§ Quoted text

--- start ---

PLAINFIELD – Union County College has an expanded presence in the City of Plainfield with its newly acquired property, the former Thul Auto Parts building. During the Nov. 22, ribbon-cutting ceremony, more than 40 students and staff members joined Union’s President Margaret M. McMenamin in celebrating this significant event. For the first time in more than 20 years, the College is now expanding the opportunity for more people in the Plainfield area community to further their education.
Dr. McMenamin spoke about the college’s mission statement to “transform the community, one student at a time.” She was joined by Union County College Board Chair Victor M. Richel, who also addressed the audience and spoke about his excitement for the possibilities that the new property represents for serving the members of the Plainfield community.
Also in attendance were Union County Board of Chosen Freeholder Vernell Wright, and three members of the Thul family, brothers Larry and Jim along with their mother, Louise Thul. Jim Thul spoke about the importance and significance of the property, and the role the Thul business had in American business as well as the lives of the community surrounding it.

--- end ---

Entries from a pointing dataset
--- start ---

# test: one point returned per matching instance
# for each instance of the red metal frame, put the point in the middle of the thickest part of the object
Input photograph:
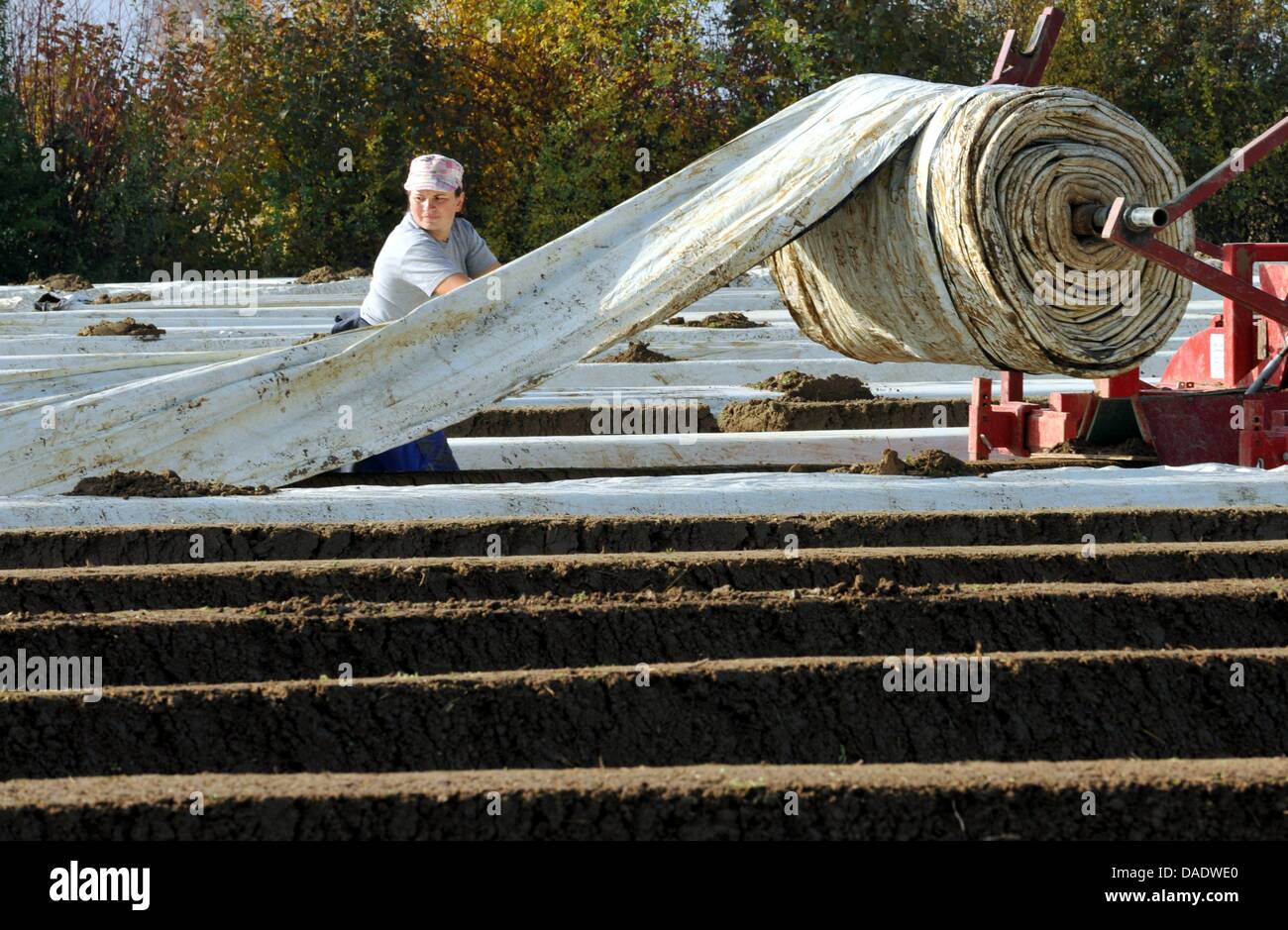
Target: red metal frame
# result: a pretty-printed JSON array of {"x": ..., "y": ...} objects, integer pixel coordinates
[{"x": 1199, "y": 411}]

--- end ---
--- start ---

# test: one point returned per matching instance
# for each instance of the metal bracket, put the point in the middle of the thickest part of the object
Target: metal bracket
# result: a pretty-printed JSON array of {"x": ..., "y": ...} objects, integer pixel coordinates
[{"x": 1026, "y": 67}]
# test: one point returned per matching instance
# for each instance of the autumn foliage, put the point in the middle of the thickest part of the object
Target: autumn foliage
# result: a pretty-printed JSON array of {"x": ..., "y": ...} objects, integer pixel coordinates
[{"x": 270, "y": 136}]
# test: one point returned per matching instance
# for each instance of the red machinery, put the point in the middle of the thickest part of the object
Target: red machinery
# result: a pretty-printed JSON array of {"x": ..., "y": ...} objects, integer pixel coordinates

--- end ---

§ Short task 1
In the Union County College article, what was the newly acquired Plainfield property before the college took it over?
§ Short task 2
Print the stretch of the Union County College article from "Dr. McMenamin spoke" through "the Plainfield community.".
The records are separate material and have no connection to the Union County College article.

§ Right answer 1
It was the former Thul Auto Parts building.

§ Right answer 2
Dr. McMenamin spoke about the college’s mission statement to “transform the community, one student at a time.” She was joined by Union County College Board Chair Victor M. Richel, who also addressed the audience and spoke about his excitement for the possibilities that the new property represents for serving the members of the Plainfield community.